#### OBJECTIVE:
Reproduce the line containing "Point out the sun in" exactly, along with each line after it through the end of the data; pictures are left out.

#### TASK INPUTS:
________

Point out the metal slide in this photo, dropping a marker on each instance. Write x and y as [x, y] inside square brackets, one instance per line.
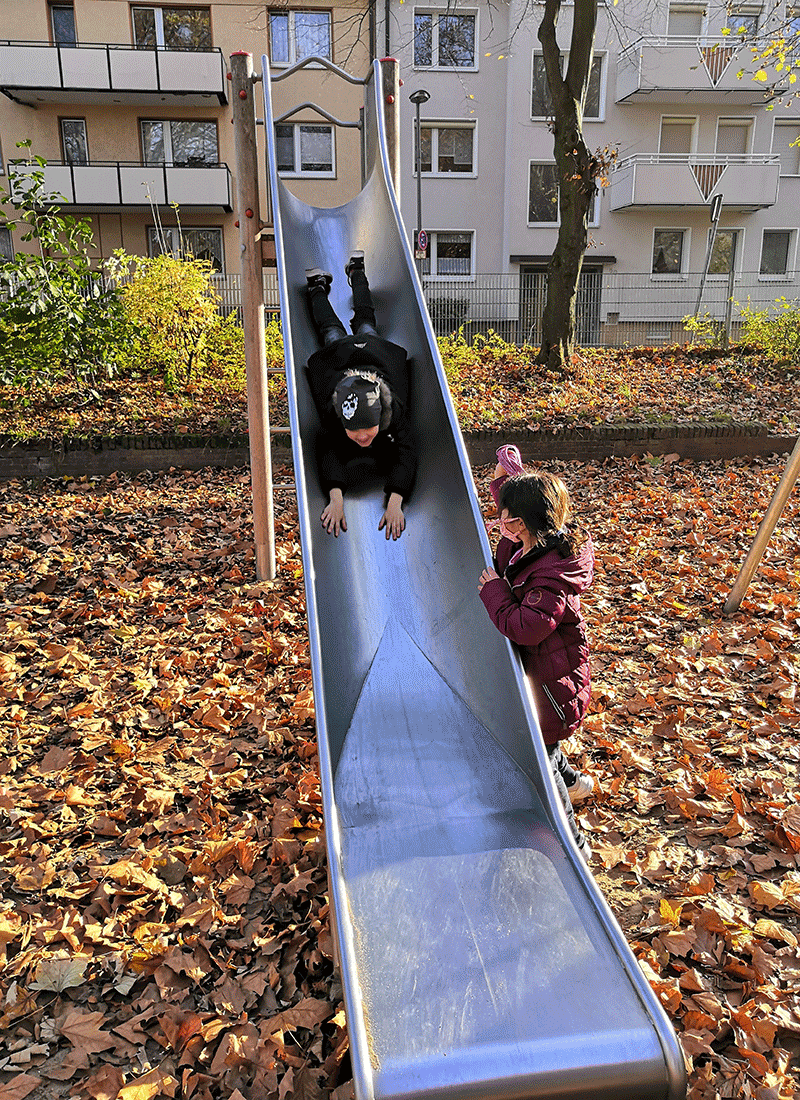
[478, 956]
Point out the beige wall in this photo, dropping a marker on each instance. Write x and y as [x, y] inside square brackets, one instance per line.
[113, 129]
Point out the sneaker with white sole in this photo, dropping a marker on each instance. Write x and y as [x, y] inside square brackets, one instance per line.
[581, 789]
[315, 276]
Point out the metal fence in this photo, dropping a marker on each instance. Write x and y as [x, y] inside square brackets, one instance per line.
[614, 309]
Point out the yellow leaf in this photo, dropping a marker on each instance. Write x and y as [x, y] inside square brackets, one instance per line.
[670, 913]
[59, 972]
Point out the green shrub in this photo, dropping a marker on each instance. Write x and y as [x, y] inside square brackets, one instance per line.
[172, 306]
[777, 336]
[225, 350]
[57, 317]
[704, 329]
[447, 314]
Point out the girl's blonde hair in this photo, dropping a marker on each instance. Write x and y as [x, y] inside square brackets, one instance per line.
[543, 503]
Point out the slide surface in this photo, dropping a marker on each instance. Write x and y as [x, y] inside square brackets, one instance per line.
[478, 957]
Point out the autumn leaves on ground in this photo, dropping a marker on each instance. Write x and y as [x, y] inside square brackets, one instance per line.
[164, 928]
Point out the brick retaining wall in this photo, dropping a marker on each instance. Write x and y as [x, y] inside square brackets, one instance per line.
[135, 453]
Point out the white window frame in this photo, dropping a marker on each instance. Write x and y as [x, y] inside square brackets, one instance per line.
[159, 19]
[433, 276]
[66, 6]
[175, 233]
[679, 275]
[291, 12]
[436, 13]
[745, 11]
[298, 173]
[436, 125]
[679, 118]
[742, 120]
[793, 123]
[63, 138]
[692, 9]
[737, 260]
[168, 151]
[602, 56]
[790, 254]
[593, 221]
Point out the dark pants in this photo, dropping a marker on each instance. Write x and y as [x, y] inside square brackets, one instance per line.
[328, 326]
[565, 776]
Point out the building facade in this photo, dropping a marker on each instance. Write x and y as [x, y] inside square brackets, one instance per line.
[129, 102]
[665, 94]
[130, 105]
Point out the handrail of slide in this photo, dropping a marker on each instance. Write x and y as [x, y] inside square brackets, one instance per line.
[478, 956]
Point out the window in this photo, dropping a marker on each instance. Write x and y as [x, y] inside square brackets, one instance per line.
[733, 135]
[173, 28]
[775, 252]
[74, 144]
[686, 21]
[7, 245]
[447, 149]
[198, 243]
[540, 101]
[444, 40]
[62, 24]
[182, 142]
[668, 251]
[449, 254]
[543, 194]
[305, 150]
[786, 142]
[298, 34]
[677, 135]
[744, 22]
[723, 254]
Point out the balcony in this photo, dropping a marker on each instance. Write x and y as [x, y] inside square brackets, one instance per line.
[678, 69]
[116, 185]
[747, 180]
[35, 73]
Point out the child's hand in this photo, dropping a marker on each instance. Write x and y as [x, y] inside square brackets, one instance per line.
[393, 518]
[333, 516]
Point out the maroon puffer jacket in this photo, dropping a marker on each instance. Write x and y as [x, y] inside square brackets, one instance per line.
[536, 604]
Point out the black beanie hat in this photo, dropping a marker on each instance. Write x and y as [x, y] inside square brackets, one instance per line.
[357, 400]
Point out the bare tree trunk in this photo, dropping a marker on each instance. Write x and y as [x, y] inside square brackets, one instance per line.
[577, 171]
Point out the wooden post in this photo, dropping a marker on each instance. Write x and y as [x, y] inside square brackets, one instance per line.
[390, 75]
[765, 531]
[253, 311]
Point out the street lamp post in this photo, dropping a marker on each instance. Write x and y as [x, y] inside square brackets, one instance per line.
[419, 97]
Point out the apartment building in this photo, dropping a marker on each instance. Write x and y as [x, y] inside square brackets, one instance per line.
[665, 92]
[130, 105]
[129, 102]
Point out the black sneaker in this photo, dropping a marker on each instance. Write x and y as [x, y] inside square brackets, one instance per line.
[315, 276]
[355, 263]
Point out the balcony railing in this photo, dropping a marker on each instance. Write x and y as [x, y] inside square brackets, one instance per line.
[667, 68]
[37, 72]
[747, 180]
[121, 184]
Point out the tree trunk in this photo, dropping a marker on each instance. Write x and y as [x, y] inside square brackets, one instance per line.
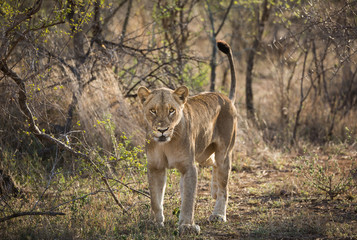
[250, 62]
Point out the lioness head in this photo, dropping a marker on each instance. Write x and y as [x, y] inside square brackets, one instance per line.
[162, 110]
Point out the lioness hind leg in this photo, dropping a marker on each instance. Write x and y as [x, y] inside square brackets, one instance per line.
[220, 176]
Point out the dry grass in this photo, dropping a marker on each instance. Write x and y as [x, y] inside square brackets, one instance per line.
[268, 199]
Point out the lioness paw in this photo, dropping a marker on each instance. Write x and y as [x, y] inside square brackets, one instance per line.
[188, 229]
[217, 218]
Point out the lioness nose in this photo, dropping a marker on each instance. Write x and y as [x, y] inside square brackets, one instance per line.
[162, 130]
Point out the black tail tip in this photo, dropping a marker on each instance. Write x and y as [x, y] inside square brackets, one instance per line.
[223, 46]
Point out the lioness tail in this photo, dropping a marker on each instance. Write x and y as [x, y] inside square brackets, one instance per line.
[226, 49]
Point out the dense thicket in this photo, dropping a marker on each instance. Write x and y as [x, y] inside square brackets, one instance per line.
[70, 69]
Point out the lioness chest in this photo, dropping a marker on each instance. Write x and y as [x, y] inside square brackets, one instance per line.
[206, 123]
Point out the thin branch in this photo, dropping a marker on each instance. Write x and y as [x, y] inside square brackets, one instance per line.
[132, 189]
[113, 195]
[31, 214]
[224, 17]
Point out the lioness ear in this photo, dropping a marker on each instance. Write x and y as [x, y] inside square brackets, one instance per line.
[143, 94]
[182, 93]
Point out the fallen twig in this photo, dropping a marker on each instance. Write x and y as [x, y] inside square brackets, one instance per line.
[15, 215]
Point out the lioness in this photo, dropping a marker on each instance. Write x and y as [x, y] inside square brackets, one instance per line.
[182, 129]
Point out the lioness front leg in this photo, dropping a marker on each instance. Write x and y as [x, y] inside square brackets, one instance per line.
[188, 187]
[157, 184]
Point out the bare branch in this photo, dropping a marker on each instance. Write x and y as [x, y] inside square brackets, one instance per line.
[31, 214]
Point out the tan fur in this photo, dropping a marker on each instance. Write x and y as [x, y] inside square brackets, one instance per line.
[182, 130]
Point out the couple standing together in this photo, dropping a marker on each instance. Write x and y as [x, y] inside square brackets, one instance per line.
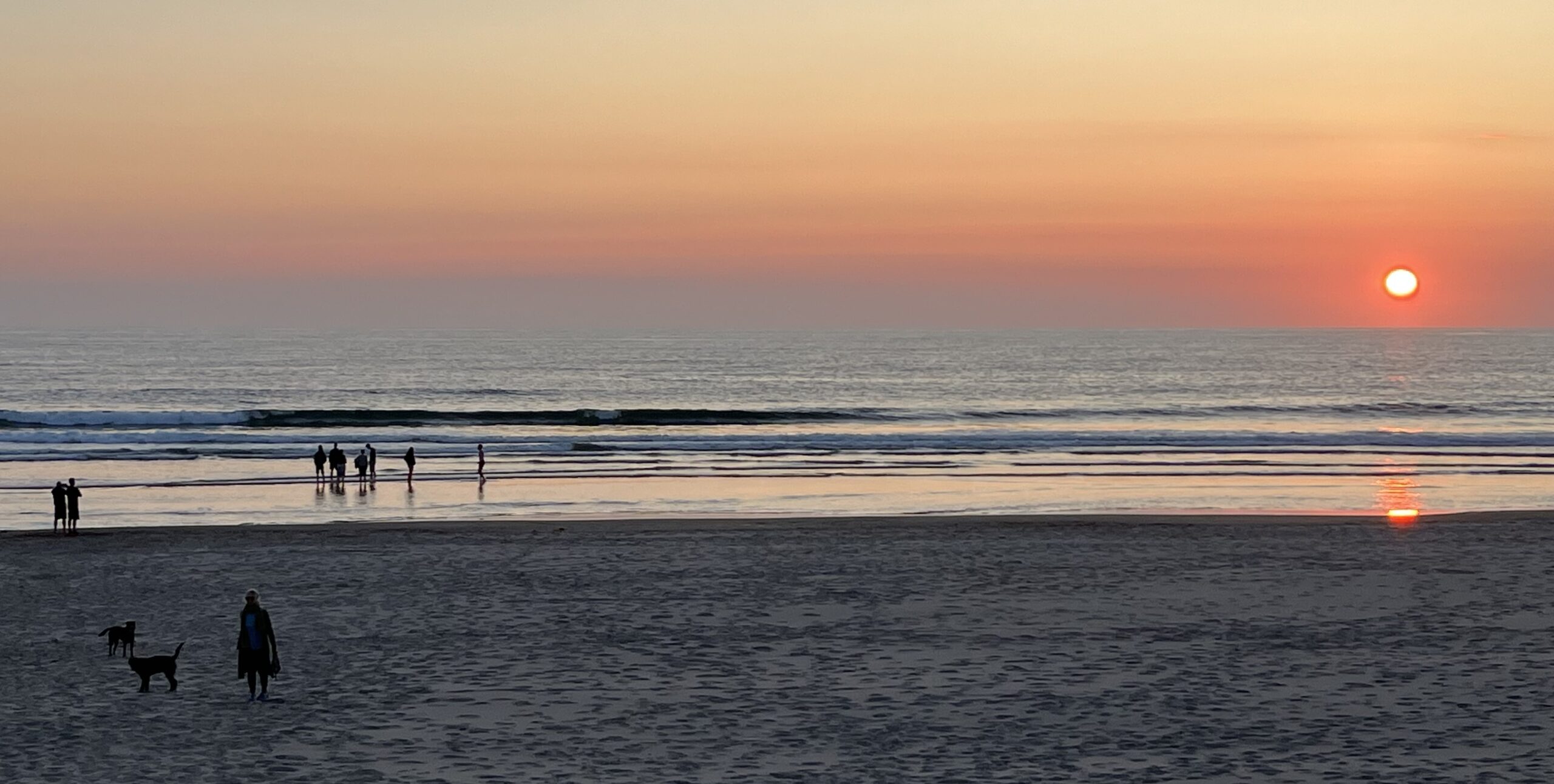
[67, 507]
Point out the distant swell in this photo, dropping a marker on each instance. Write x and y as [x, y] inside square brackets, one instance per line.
[1149, 416]
[428, 418]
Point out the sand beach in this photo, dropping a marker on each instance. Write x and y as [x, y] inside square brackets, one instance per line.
[846, 649]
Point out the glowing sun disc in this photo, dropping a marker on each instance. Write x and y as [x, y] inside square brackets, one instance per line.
[1400, 283]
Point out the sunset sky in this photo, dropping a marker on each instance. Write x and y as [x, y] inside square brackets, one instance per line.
[762, 163]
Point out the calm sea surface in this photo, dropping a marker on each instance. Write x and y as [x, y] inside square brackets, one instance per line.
[168, 427]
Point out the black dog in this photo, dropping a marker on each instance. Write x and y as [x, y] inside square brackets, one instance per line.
[120, 637]
[151, 665]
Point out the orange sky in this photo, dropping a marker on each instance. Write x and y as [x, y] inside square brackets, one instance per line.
[1169, 162]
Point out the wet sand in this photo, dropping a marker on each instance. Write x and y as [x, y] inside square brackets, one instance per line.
[872, 649]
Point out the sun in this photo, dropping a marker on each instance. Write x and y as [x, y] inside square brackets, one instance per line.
[1400, 283]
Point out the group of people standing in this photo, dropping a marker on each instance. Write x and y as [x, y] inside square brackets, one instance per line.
[67, 507]
[365, 463]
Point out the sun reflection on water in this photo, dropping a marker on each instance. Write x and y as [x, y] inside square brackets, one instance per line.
[1397, 493]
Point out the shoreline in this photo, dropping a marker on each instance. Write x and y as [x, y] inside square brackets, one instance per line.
[801, 522]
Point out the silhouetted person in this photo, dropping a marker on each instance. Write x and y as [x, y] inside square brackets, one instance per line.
[73, 505]
[257, 654]
[59, 507]
[338, 463]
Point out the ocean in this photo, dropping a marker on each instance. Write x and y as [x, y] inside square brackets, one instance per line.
[182, 427]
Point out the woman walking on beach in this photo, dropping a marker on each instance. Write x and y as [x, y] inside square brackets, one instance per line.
[257, 655]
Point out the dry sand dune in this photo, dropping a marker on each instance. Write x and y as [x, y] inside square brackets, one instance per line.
[795, 651]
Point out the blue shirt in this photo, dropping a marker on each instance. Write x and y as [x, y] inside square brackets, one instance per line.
[251, 623]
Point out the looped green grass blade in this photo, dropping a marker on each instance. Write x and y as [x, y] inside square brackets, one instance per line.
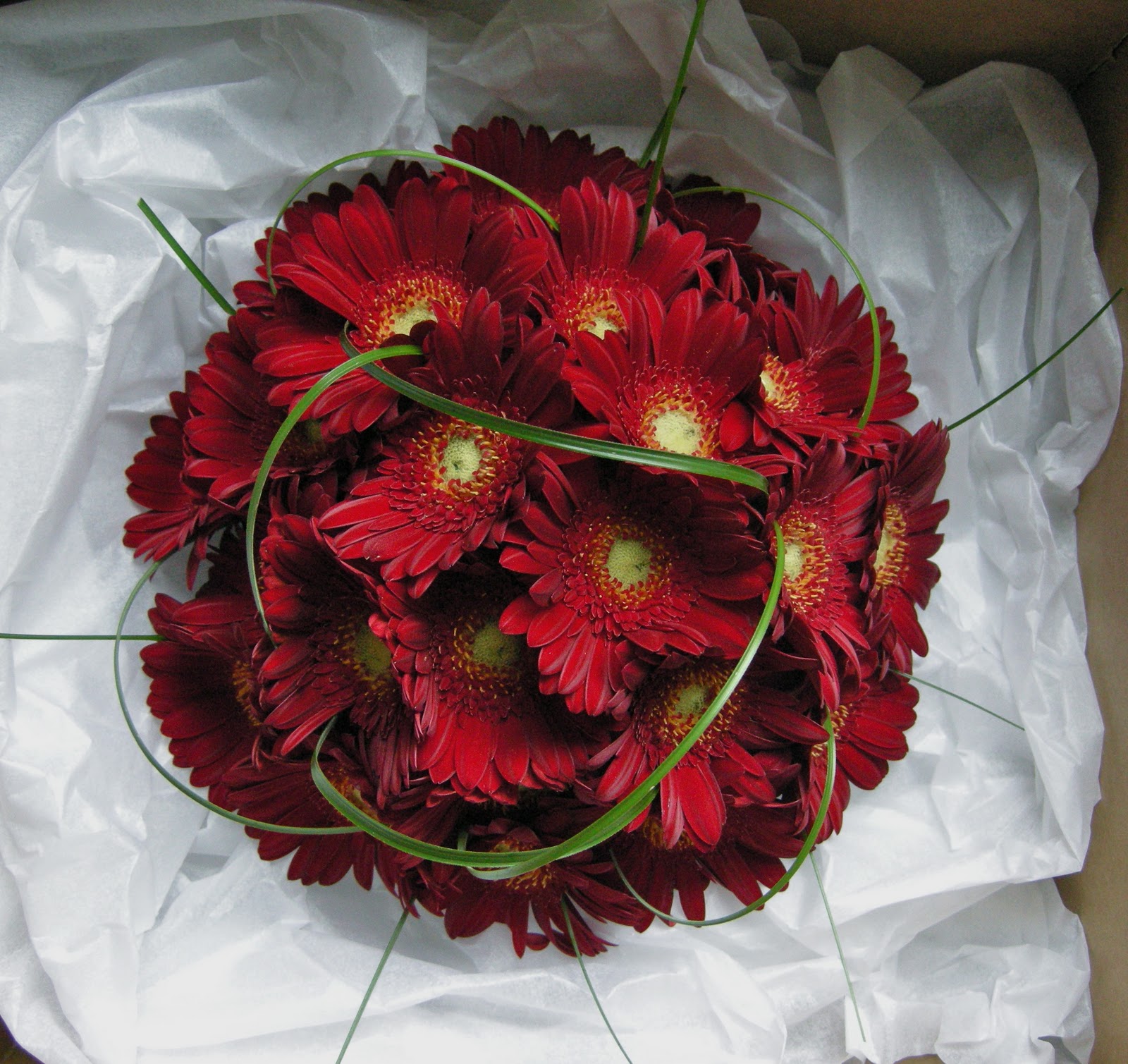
[876, 375]
[280, 438]
[503, 866]
[640, 456]
[952, 694]
[838, 946]
[663, 131]
[1037, 369]
[183, 255]
[587, 979]
[789, 874]
[396, 154]
[372, 986]
[212, 807]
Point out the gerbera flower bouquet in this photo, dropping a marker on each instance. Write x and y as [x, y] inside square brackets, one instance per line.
[558, 530]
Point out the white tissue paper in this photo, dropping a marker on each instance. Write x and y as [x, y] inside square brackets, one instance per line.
[135, 928]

________

#### SOLUTION FOR THIS PROBLEM:
Point out the sun in this photo, dropping a marker on each instance. Write x and y as [x, y] inside square brackets, one instance per line.
[1400, 283]
Point out the group of people standing in this photo, dropping a marker on each instance. Write x and y as [x, y] inside square brackets, one instance per line.
[67, 507]
[365, 463]
Point out the sun reflection on water in this photo, dropping a marker on each instance. Write x and y as [x, y] inside square brackets, one instance per line.
[1397, 493]
Point out the shoreline in this photo, dropping a marker on each instance. Write x and y as [x, y] inside square brackets, one instance per line.
[801, 522]
Point out the silhouetted person in this photo, dropping a marker on each instance. Write x and y as [x, y] inside square brackets, one instance per line.
[73, 505]
[257, 654]
[59, 507]
[338, 463]
Point out the ocean in this photo, dropping a marker on each instance. Write x and y as [x, y] inside square brackets, one instance per line.
[182, 427]
Point out the woman walking on beach in this photo, dropping a marker on each instance. Write x and y as [x, y] inside square brackets, one instance per line.
[257, 655]
Point out the dry sand dune in this photo, dropping a marker on each instance. Write x and y as [x, y] inside square brackets, one instance per line.
[795, 651]
Point out the blue shirt in this photo, dropping a marker on each instance. Write x and y as [x, y] inside square brackets, one instance per line.
[251, 623]
Point out the looped green grass blade in this photo, dropping a marker on each instance. Write x and y as [x, y] inside square brackets, one instance per line.
[876, 375]
[280, 438]
[503, 866]
[640, 456]
[952, 694]
[838, 946]
[663, 131]
[1037, 369]
[183, 255]
[587, 979]
[789, 874]
[396, 154]
[372, 986]
[212, 807]
Point out the gerbera flower bouquet in this photo, dropping a marker on each instance. Write x and y as [x, y] inside square brackets, one instance per line.
[558, 530]
Point out the white tissue paper in this photo, dropping a marker on each instance. Write x and y as [x, y] inside square brackets, one instance per line.
[135, 928]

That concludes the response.